── Extrait du document

THÉOLOGIE "POUR LES

 

 NULS"

 

            

       Cette année 2013 : 
 

 MARIE

 

9e séquence : L'Immaculée Conception (2)

( Septembre 2013 )

 

C'est le 8 décembre 1854 que le pape Pie IX promulgue le bulle Ineffabilis Deus par laquelle il définit le dogme de l'Immaculée Conception. Il vaut la peine d'examiner de près ce document.

(Vous trouverez le texte intégral de cette bulle en ouvrant, sur Google, une page intitulée La bulle Ineffabilis Deus)

 

Le plan

Contrairement au plan utilisé habituellement pour de tels documents, où l'on part de l'antiquité (les textes bibliques), pour remonter jusqu'à l'époque contemporaine, la bulle Ineffabilis Deus commence par évoquer l'époque récente (prises de positions pontificales, décisions liturgiques) pour remonter au Moyen Age, puis aux Pères de l'Église et enfin à la Bible. Ici, ce n'est pas l'Écriture qui "commande" le développement , mais bien le consensus récent, attesté notamment par la position du Magistère. Voilà une manière de faire totalement nouvelle dans la tradition de l'Église !

────
── Enregistrements fournis

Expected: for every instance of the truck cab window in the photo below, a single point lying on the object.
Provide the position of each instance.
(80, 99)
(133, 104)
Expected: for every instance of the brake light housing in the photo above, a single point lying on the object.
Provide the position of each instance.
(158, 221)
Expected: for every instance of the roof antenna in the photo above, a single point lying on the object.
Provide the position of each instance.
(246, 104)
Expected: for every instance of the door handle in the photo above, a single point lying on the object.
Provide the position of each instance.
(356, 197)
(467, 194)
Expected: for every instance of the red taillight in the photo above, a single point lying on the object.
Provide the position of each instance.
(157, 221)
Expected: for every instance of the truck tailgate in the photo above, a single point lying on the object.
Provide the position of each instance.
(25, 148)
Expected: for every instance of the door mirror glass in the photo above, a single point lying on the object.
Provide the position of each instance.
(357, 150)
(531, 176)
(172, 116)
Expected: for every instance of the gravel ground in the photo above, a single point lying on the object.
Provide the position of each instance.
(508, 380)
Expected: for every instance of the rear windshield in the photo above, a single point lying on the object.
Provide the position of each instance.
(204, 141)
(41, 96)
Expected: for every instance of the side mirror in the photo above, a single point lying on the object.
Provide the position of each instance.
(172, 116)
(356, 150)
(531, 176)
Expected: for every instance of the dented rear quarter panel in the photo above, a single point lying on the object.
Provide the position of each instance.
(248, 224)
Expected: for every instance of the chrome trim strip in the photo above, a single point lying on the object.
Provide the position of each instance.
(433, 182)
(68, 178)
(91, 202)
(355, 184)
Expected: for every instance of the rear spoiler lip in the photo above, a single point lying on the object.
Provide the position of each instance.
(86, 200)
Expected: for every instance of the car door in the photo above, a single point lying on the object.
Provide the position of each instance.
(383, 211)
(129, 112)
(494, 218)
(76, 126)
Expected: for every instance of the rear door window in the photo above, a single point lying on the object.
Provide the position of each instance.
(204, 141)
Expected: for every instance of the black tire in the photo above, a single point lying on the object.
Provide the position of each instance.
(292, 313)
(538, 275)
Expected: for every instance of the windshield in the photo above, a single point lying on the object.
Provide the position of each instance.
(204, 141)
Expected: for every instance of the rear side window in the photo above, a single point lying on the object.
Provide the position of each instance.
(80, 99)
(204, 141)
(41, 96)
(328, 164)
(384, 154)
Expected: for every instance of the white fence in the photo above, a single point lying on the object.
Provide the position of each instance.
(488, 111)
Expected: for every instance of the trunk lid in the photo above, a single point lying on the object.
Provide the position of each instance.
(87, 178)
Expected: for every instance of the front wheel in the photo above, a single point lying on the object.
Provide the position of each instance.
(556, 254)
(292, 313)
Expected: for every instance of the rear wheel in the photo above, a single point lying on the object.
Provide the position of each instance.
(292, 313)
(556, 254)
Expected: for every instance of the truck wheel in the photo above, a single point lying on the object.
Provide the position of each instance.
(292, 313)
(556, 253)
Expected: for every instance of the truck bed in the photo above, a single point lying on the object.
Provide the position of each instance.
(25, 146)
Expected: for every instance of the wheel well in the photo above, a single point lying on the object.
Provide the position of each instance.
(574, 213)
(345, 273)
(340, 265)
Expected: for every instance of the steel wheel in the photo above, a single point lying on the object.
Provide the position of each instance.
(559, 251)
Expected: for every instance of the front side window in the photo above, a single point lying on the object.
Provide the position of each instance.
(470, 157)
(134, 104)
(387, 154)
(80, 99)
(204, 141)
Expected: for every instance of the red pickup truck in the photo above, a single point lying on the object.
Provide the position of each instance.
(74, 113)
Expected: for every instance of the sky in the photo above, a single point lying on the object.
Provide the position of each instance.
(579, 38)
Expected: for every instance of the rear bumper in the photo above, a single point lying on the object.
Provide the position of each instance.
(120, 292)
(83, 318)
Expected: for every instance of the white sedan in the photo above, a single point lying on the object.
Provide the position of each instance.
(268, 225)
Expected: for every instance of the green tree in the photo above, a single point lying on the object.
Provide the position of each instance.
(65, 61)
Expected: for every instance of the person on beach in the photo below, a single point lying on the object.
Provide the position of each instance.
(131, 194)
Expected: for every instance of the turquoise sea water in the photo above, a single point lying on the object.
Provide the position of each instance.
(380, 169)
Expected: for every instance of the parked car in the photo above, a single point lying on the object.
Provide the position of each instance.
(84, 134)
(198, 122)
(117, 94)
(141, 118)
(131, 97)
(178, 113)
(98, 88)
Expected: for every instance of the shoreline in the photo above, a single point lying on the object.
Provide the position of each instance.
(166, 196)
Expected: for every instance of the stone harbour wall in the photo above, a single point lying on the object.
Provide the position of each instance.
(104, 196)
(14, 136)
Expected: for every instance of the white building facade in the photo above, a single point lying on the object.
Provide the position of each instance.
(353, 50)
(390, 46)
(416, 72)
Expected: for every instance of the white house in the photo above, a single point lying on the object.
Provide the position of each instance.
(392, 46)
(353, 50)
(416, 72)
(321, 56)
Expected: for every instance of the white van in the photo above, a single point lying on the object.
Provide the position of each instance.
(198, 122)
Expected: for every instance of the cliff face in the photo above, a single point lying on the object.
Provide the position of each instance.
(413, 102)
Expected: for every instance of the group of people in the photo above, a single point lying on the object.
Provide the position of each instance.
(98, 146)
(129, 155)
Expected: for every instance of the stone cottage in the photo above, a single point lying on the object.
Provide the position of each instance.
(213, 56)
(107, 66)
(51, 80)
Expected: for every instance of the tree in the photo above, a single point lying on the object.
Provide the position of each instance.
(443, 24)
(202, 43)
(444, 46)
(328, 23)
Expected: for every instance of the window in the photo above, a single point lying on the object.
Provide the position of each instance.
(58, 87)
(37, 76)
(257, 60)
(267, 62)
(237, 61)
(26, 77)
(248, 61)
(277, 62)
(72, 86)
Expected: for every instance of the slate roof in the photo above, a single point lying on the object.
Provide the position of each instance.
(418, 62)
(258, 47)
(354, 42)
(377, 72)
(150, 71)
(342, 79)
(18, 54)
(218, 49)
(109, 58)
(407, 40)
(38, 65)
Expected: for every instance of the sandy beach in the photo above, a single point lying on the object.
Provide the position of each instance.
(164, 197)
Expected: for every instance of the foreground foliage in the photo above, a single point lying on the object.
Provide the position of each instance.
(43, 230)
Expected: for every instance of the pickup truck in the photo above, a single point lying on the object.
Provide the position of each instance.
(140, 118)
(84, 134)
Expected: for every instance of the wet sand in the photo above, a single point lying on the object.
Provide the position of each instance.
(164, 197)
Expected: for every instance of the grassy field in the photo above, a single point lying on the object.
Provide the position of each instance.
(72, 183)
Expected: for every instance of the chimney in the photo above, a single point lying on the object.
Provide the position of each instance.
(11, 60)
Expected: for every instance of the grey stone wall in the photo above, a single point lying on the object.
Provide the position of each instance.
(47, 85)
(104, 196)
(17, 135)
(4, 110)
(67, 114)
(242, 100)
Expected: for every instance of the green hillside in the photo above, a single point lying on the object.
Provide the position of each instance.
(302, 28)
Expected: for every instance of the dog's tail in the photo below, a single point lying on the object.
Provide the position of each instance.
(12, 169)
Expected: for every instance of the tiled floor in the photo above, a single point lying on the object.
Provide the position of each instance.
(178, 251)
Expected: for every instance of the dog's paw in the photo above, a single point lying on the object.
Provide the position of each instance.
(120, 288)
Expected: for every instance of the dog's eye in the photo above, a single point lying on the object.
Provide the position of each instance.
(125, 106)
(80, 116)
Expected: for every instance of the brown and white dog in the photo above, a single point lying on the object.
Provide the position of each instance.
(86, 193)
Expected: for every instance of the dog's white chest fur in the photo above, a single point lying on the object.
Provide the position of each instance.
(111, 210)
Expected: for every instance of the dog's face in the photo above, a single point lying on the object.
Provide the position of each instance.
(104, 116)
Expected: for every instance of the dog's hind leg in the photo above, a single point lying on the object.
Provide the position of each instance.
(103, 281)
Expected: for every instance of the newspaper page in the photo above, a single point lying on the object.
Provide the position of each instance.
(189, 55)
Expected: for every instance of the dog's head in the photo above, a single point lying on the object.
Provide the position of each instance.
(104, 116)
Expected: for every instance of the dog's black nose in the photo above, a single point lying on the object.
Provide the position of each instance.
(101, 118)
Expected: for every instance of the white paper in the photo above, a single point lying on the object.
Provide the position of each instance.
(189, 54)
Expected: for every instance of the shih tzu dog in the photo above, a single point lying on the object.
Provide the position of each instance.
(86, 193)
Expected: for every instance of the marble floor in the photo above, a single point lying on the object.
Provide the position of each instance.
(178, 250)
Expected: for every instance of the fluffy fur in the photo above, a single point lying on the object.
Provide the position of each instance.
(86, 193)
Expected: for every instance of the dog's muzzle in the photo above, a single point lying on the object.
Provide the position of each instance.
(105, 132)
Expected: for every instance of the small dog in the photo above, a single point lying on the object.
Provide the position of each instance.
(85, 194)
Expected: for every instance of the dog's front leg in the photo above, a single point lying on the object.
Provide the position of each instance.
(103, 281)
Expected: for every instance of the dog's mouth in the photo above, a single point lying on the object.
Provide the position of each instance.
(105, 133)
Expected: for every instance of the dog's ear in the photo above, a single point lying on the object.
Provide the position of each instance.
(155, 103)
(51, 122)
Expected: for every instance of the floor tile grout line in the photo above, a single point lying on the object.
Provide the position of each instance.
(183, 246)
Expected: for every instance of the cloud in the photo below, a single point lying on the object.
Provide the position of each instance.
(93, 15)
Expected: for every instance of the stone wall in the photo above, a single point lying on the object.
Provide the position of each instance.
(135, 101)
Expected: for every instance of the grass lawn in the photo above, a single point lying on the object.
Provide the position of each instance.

────

Parties de l'exercice:
1/ D'après l'extrait sur l'Immaculée Conception, quelles étapes la bulle Ineffabilis Deus parcourt-elle successivement ? Énumérez-les dans l'ordre.
2/ Recopiez fidèlement le passage de l'extrait sur l'Immaculée Conception allant de « 9e séquence : L'Immaculée » à « bulle Ineffabilis Deus) ».
Les enregistrements proviennent d'une source distincte de l'extrait.

Réponses de l'exercice:
1/
1. L'époque récente (prises de positions pontificales, décisions liturgiques)
2. Le Moyen Age
3. Les Pères de l'Église
4. La Bible

2/
9e séquence : L'Immaculée Conception (2)

( Septembre 2013 )

 

C'est le 8 décembre 1854 que le pape Pie IX promulgue le bulle Ineffabilis Deus par laquelle il définit le dogme de l'Immaculée Conception. Il vaut la peine d'examiner de près ce document.

(Vous trouverez le texte intégral de cette bulle en ouvrant, sur Google, une page intitulée La bulle Ineffabilis Deus)